[BEGIN TEXT SEGMENT]

The first connection element 5050 of the coupling plate 5016 may be configured to mate with one of the pair 5034a of the first connection elements 5034 of the first storage container 5014 when the battery pack charger 5000 is affixed to the first storage container 5014 at the first location. The second connection element 5052 of the coupling plate 5016 is configured to mate with one of the pair 5036a of the second connection elements 5036 of the first storage container 5014 when the battery pack charger 5000 is affixed to the first storage container 5014 at the first location.

The first connection element 5050 of the coupling plate 5016 may be configured to mate with the other of the pair 5034b of the first connection elements 5034 of the first storage container 5014 when the battery pack charger 5000 is affixed to the first storage container 5014 at the second location. The second connection element 5052 of the coupling plate 5016 is configured to mate with the other of the pair 5036b of the second connection elements 5036 of the first storage container 5014 when the battery pack charger 5000 is affixed to the first storage container 5014 at the second location.

The battery pack charger 5000 is a first battery pack charger and the coupling plate 5016 is a first coupling plate. The first connection element 5050 of the first coupling plate 5016 may be configured to mate with one of the pair 5034a of the first connection elements 5034 of the first storage container 5014 and the second connection element 5052 of the first coupling plate 5016 may be configured to mate with one of the pair 5036a of the second connection elements 5036 of the first storage container 5014 when the first battery pack charger 5000 and its associated coupling plate 5016 is affixed to the first storage container 5014 at the first location. The first connection element (not shown in the figures but the first connection element of the coupling plate 5016′ is similar to the first connection element 5050 of the coupling plate 5016 as shown and described in detail above) of the second coupling plate 5016′ is configured to mate with the other of the pair 5034b of first connection elements 5034 of the first storage container 5014 and a second connection element (not shown in the figures but the second connection element of the coupling plate 5016′ is similar to the second connection element 5052 of the coupling plate 5016 as shown and described in detail above) of the second coupling plate 5016′ is configured to mate with the other of the pair 5036b of the second connection elements 5036 of the first storage container 5014 when the second battery pack charger 5000′ and its associated coupling plate 5016′ is affixed to the first storage container 5014 at the second location.

The first coupling plate 5016 and the second coupling plate 5016′ are configured to be interchangeable with each other such that (1) the first coupling plate 5016 is configured to be used with either the first battery pack charger 5000 or the second battery pack charger 5000′ to affix the first battery pack charger 5000 or second battery pack charger 5000′ to the first storage container 5014 either at the first location or at the second location, and (2) the second coupling plate 5016′ is configured to be used with either the first battery pack charger 5000 or the second battery pack charger 5000′ to affix the first battery pack charger 5000 or the second battery pack charger 5000′ to the first storage container 5014 either at the first location or at the second location.

[END TEXT SEGMENT]

» EXERCISE 1
In the text on battery pack charger coupling plates, which two coupling plates are described as interchangeable with each other?
The entries below have nothing to do with the text on battery pack charger coupling plates.

[BEGIN INFORMATION SUPPLIED]

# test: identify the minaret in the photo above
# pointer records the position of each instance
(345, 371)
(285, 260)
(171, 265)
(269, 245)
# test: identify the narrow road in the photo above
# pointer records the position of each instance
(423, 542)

[END INFORMATION SUPPLIED]
[BEGIN INFORMATION SUPPLIED]

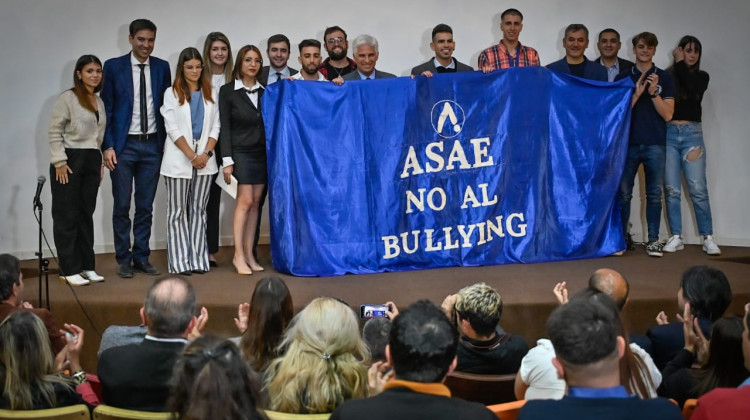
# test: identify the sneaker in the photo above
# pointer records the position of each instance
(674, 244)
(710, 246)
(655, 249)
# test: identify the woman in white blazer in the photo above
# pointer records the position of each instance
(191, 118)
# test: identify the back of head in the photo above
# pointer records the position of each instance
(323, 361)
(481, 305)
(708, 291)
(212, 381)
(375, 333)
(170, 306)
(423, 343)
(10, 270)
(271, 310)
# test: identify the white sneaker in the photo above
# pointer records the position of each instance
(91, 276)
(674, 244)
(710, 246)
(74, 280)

[END INFORMATION SUPPLIED]
[BEGIN INFORMATION SUPPLIED]

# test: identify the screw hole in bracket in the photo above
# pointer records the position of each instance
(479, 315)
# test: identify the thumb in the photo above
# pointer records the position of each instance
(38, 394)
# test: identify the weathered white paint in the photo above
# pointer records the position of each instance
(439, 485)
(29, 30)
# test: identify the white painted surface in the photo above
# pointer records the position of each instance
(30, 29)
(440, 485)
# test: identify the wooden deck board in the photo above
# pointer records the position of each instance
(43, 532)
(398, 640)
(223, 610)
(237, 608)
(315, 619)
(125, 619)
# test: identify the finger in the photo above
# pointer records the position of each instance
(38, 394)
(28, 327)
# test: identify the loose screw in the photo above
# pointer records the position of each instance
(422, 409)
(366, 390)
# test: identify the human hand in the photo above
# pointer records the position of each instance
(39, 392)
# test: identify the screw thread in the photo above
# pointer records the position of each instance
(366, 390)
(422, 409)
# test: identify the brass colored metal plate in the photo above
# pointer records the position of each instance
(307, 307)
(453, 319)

[END INFORMATION SUPPLIED]

» EXERCISE 2
Collect every line of the entries that contains the string "sneaker", where case counts.

» CORRECT RESULT 1
The first coupling plate 5016 and the second coupling plate 5016′.

» CORRECT RESULT 2
# test: identify the sneaker in the photo above
# test: identify the white sneaker in the photo above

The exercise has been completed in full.